Input material:
....................
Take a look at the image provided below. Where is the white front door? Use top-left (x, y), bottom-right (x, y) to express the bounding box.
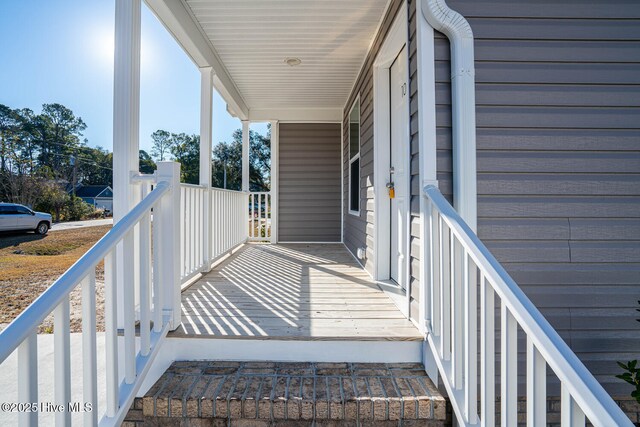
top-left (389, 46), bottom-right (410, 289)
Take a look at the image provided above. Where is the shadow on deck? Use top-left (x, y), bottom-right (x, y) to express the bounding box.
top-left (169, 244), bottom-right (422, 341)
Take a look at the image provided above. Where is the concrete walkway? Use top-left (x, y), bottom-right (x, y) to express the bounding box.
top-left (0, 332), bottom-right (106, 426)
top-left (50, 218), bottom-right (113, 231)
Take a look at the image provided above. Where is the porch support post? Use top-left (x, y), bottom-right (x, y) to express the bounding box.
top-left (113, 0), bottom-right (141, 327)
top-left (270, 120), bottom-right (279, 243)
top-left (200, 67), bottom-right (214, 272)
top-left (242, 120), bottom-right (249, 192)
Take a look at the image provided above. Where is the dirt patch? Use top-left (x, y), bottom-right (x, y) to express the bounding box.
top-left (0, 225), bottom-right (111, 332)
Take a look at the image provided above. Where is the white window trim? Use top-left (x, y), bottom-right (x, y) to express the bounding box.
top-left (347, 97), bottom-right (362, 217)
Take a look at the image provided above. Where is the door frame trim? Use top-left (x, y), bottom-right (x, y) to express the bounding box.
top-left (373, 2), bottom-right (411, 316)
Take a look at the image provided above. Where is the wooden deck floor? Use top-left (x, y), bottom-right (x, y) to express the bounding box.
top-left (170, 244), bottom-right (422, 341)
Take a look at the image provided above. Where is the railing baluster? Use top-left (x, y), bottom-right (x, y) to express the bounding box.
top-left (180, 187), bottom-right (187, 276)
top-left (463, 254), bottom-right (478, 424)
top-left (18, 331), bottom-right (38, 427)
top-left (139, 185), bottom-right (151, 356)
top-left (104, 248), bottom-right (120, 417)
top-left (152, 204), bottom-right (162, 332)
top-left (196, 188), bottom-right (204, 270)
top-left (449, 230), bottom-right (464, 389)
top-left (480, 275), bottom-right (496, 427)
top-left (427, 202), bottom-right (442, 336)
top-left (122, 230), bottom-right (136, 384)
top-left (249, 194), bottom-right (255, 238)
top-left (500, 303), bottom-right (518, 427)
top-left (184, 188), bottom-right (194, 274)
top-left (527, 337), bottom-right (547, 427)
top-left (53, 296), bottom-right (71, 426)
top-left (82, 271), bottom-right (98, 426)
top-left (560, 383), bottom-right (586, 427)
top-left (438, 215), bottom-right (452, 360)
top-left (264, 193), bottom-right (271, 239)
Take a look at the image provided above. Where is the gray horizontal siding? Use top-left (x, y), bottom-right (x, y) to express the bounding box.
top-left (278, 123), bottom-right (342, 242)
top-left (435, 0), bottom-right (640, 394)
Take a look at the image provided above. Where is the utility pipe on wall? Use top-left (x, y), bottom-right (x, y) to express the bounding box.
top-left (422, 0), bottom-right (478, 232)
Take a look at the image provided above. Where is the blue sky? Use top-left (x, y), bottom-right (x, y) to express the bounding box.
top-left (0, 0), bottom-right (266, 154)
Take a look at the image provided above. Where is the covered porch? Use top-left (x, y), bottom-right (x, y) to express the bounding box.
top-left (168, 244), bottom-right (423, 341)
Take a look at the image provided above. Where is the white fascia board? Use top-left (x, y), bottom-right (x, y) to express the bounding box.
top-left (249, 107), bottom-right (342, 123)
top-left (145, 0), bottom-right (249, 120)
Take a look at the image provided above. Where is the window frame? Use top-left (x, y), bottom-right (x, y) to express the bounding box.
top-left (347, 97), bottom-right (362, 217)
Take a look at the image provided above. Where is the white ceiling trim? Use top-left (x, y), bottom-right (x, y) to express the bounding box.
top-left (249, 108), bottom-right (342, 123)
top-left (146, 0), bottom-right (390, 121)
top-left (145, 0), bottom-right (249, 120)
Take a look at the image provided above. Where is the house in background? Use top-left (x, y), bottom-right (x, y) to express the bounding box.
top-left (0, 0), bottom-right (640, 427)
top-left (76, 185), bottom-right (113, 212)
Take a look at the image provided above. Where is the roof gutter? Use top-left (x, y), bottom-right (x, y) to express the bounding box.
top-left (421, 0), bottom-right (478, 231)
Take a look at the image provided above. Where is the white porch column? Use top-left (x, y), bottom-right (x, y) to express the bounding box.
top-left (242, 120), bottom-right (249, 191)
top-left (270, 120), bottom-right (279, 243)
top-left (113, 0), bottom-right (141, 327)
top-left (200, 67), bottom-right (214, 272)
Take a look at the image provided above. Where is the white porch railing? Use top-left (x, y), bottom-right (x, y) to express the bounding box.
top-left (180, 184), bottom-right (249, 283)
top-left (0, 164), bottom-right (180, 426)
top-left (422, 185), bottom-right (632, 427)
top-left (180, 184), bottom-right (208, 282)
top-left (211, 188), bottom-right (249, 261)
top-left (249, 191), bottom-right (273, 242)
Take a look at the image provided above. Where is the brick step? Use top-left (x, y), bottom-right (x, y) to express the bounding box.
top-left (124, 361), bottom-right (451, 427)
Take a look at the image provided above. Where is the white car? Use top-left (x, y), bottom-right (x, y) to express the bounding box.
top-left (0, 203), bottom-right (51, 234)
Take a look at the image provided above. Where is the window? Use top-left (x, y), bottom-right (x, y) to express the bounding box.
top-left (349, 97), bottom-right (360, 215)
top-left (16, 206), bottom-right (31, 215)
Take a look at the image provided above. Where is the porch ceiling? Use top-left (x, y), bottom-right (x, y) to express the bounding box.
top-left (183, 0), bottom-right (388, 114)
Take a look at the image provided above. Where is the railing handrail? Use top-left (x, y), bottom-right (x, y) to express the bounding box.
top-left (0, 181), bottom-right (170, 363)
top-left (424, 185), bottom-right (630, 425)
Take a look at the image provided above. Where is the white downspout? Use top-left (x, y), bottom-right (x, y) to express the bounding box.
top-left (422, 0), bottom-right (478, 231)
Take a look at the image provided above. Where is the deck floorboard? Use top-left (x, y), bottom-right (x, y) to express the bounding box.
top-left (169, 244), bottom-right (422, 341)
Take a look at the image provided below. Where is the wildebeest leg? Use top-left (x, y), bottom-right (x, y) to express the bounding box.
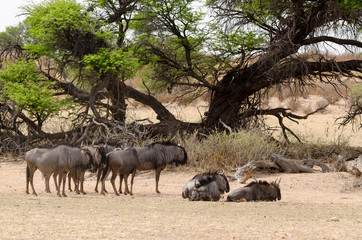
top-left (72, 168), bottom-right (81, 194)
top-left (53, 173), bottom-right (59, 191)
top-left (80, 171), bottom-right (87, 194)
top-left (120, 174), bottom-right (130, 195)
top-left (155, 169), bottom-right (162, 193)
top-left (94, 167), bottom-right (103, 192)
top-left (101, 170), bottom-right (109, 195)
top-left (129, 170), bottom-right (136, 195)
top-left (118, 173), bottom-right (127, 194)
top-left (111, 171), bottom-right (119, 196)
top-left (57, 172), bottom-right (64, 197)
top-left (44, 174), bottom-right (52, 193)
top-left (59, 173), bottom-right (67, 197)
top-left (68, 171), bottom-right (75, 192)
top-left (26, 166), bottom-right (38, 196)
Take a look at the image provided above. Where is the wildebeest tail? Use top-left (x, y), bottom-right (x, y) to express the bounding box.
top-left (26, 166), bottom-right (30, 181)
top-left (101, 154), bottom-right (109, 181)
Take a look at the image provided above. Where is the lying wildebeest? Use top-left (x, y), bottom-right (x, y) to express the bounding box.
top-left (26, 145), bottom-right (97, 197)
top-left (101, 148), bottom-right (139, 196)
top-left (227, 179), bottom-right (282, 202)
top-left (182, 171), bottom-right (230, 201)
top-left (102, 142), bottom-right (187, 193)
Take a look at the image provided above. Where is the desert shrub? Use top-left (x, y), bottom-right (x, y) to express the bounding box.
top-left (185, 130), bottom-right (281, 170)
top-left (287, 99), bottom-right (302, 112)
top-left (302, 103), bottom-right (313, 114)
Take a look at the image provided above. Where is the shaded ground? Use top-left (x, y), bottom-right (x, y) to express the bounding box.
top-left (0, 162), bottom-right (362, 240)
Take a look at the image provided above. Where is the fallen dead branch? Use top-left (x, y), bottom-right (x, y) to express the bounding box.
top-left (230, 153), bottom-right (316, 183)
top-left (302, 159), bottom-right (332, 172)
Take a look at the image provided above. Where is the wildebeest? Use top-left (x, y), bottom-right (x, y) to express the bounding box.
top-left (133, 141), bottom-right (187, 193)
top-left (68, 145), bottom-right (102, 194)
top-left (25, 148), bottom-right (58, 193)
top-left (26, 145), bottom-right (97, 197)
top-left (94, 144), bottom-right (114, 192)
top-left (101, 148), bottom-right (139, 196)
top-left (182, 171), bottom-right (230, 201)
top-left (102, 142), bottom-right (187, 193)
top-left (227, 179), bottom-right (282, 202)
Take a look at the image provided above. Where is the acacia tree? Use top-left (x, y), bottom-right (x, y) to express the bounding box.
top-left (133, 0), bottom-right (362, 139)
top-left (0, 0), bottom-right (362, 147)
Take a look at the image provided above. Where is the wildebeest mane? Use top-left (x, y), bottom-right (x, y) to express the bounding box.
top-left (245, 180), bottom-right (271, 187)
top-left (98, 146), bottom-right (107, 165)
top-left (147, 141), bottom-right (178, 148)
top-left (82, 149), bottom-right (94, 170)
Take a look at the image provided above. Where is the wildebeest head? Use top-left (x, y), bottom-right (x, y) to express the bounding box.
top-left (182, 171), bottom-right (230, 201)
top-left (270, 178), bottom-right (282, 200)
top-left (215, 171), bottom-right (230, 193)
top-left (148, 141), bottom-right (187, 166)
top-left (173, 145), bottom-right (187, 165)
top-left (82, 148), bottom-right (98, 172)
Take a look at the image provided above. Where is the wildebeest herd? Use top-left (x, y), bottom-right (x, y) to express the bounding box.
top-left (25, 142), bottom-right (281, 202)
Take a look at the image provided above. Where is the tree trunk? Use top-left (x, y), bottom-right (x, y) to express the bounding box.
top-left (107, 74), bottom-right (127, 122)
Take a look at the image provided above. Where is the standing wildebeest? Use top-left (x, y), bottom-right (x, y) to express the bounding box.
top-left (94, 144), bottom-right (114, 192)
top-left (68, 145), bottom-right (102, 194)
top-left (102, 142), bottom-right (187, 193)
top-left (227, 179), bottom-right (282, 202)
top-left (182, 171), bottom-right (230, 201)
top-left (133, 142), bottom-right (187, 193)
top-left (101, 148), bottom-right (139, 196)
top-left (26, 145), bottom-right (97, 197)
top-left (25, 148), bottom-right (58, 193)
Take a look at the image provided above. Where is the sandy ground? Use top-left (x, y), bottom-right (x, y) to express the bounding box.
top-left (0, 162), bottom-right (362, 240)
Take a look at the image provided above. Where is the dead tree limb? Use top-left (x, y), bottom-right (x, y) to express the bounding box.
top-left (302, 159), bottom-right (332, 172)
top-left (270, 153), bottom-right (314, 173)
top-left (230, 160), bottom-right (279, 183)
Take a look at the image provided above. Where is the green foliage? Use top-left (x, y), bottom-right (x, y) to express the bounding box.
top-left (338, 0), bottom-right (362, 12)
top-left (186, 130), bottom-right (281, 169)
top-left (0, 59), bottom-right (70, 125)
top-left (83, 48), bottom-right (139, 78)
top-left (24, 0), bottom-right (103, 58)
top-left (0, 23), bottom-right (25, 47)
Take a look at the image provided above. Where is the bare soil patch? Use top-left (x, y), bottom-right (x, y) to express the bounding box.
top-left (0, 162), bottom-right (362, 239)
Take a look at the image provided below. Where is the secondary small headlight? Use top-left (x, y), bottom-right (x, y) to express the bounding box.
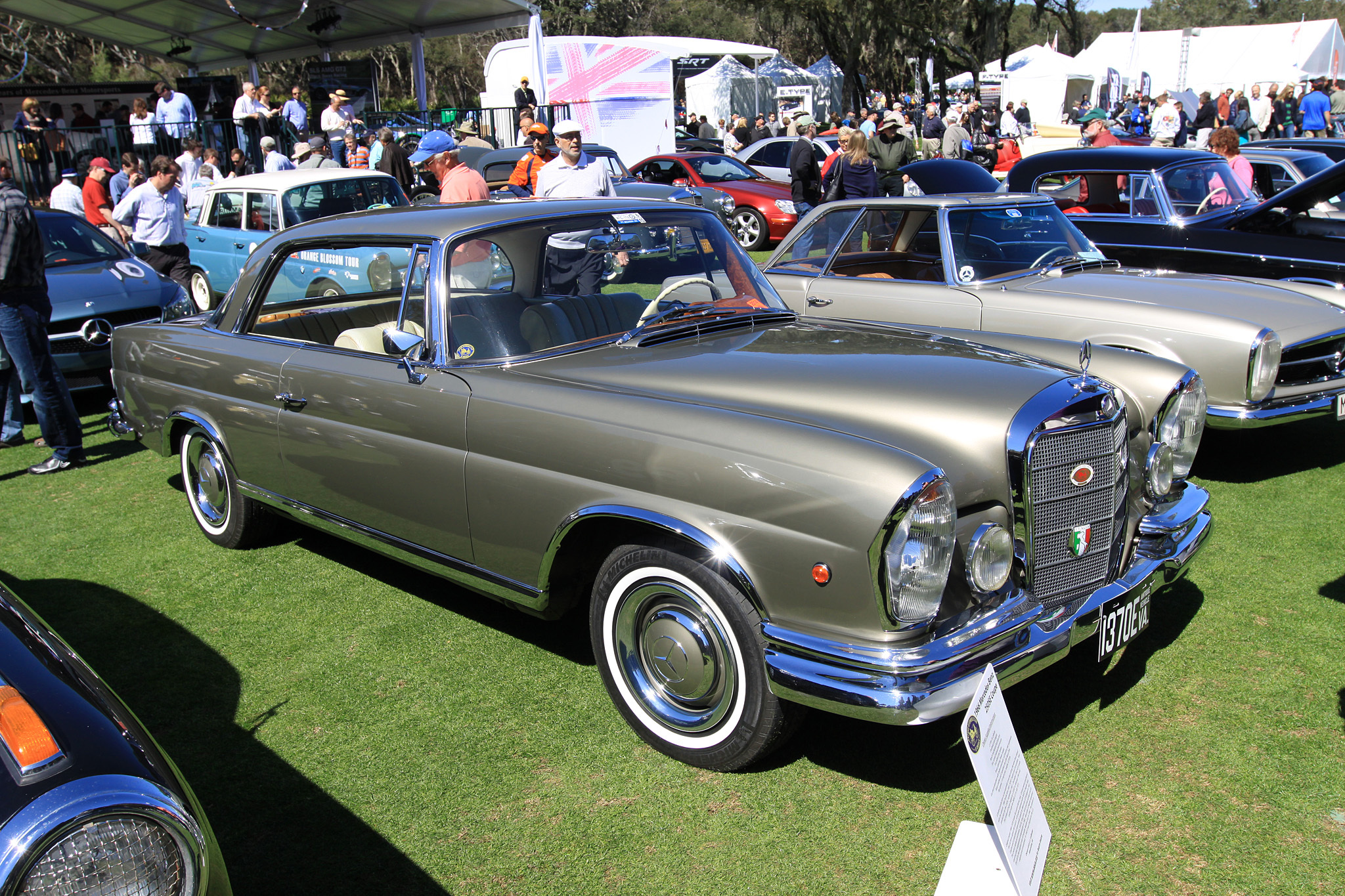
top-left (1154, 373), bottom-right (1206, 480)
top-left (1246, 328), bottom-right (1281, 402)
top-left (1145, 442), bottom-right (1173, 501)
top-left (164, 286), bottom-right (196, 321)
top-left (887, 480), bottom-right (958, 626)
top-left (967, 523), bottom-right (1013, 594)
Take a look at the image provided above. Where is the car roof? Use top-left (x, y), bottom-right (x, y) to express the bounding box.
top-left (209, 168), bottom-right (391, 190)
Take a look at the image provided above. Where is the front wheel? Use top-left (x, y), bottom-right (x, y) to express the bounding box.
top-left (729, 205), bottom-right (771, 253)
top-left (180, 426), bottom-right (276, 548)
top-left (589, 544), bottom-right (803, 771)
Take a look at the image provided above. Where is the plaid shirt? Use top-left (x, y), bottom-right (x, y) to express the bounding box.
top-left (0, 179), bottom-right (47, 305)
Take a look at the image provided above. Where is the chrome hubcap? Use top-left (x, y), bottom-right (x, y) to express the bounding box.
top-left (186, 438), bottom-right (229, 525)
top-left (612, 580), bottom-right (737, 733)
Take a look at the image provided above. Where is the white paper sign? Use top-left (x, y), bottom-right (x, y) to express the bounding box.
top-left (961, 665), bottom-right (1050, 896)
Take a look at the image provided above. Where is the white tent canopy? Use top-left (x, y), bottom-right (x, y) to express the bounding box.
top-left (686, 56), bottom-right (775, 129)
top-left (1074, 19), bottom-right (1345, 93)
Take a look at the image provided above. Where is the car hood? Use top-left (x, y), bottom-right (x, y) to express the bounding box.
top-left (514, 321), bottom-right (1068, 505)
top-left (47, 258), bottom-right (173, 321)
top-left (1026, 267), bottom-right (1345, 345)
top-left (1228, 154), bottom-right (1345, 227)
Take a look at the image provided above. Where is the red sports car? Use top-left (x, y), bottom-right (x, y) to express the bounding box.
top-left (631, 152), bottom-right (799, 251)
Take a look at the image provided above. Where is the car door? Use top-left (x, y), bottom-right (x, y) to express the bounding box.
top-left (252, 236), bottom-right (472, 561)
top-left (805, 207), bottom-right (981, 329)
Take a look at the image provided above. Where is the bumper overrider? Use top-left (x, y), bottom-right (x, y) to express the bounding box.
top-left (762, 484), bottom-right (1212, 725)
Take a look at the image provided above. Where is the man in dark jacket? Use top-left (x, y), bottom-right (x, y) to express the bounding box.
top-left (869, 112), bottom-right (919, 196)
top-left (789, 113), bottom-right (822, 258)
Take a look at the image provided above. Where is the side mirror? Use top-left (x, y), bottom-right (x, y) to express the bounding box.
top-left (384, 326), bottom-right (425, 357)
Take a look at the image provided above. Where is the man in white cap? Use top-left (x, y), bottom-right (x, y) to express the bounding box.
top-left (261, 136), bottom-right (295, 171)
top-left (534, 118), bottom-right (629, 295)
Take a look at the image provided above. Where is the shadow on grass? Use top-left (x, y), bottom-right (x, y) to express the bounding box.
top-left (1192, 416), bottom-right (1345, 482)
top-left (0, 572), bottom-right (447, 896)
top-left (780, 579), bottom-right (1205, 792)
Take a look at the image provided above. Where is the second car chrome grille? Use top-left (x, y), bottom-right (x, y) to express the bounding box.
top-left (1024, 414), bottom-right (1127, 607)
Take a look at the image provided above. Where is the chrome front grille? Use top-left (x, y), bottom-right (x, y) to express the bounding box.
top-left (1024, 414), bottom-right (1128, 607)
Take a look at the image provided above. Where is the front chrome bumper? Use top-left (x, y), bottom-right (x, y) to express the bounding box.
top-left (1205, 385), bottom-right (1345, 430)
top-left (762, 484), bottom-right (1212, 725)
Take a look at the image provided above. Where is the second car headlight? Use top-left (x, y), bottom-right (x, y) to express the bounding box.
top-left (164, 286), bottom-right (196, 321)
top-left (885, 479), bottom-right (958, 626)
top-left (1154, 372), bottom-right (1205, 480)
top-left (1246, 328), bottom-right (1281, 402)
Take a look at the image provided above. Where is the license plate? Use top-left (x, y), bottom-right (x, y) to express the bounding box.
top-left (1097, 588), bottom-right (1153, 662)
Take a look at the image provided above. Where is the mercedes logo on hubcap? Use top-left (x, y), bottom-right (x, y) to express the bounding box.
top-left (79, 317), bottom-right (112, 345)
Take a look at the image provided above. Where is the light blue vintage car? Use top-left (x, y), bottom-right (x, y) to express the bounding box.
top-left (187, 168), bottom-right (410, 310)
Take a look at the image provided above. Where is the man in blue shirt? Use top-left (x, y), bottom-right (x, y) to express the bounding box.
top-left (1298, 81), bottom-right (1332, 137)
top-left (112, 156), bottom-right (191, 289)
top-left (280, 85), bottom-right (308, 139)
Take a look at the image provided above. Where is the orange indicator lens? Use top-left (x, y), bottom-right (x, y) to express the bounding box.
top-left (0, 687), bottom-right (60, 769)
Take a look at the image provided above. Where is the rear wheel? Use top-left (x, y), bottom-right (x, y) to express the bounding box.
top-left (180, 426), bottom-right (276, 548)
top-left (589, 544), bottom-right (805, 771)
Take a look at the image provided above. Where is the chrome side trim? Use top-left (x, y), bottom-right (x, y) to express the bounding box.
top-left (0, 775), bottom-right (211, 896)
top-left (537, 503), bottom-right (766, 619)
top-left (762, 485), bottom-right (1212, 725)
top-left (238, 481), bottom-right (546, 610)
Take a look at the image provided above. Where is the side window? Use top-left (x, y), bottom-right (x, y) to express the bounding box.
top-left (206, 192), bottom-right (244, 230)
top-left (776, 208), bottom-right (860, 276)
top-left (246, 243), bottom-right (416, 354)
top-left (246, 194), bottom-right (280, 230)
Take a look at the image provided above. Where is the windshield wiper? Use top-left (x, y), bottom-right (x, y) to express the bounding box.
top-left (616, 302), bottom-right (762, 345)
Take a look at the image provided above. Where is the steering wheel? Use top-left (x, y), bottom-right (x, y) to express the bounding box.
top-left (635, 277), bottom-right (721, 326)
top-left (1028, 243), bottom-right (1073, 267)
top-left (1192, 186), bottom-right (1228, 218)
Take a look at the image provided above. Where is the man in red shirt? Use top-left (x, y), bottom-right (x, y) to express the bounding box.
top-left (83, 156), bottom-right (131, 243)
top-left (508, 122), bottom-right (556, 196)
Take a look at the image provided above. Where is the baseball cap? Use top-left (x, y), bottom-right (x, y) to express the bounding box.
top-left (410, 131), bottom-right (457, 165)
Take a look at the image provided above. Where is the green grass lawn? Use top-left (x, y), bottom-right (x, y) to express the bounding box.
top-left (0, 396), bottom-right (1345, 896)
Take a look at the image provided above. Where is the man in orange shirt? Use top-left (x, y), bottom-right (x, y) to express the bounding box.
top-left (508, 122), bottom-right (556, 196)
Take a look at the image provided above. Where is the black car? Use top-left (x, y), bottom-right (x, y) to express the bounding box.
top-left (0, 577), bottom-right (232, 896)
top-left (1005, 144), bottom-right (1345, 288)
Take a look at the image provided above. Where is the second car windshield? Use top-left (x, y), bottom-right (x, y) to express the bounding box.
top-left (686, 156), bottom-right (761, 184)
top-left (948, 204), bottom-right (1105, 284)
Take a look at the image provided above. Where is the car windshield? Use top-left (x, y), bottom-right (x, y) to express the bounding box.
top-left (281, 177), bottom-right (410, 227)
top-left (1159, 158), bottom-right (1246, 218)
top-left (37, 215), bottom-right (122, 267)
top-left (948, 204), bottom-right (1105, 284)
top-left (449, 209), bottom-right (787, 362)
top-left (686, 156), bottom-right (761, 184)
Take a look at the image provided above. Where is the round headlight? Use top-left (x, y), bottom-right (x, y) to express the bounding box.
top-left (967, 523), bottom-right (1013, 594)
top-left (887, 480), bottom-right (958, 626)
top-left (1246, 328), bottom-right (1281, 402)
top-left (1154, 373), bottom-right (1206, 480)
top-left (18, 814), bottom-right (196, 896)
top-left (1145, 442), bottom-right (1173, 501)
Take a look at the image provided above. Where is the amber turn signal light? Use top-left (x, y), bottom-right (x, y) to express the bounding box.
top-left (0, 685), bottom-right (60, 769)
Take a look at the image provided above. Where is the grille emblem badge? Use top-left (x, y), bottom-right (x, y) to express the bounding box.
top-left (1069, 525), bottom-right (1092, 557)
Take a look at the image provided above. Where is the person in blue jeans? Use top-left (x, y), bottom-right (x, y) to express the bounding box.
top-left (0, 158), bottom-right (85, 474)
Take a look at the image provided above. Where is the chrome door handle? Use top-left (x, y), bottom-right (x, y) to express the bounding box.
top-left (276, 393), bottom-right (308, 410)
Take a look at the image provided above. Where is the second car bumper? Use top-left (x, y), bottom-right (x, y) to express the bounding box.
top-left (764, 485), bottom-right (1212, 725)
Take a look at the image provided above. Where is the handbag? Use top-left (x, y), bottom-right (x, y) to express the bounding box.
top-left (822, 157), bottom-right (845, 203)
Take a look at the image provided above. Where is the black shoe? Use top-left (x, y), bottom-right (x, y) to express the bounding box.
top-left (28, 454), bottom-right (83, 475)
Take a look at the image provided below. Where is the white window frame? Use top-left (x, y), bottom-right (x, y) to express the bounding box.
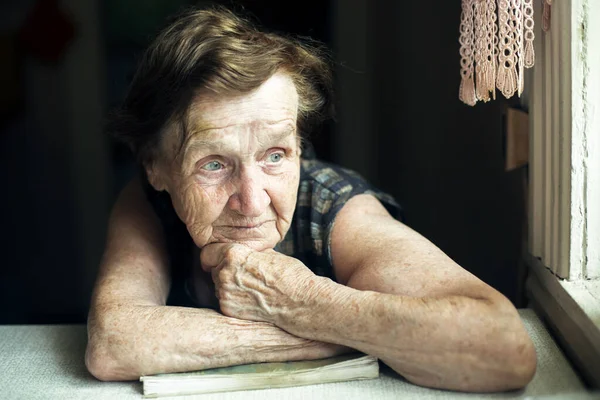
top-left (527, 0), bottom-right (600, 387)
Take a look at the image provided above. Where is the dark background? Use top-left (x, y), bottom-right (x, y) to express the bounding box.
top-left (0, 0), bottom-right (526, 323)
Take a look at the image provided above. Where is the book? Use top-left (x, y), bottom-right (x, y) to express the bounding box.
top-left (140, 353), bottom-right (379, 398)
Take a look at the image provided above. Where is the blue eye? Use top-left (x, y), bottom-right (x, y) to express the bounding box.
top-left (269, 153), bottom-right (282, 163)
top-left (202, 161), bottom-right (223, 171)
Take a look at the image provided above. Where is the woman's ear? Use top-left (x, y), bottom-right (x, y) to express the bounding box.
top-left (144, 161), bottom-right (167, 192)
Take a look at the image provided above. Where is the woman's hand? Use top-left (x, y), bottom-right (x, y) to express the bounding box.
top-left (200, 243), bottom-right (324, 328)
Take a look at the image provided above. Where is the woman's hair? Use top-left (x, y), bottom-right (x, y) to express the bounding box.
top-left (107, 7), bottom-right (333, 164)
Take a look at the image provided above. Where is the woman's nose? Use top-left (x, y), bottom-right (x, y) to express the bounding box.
....................
Return verbatim the rows from the line containing "is the handbag?" up to and including the line containing "top-left (822, 157), bottom-right (845, 203)".

Reply:
Take a look at the image provided above. Where is the handbag? Use top-left (x, y), bottom-right (x, y) to express the bounding box.
top-left (822, 157), bottom-right (845, 203)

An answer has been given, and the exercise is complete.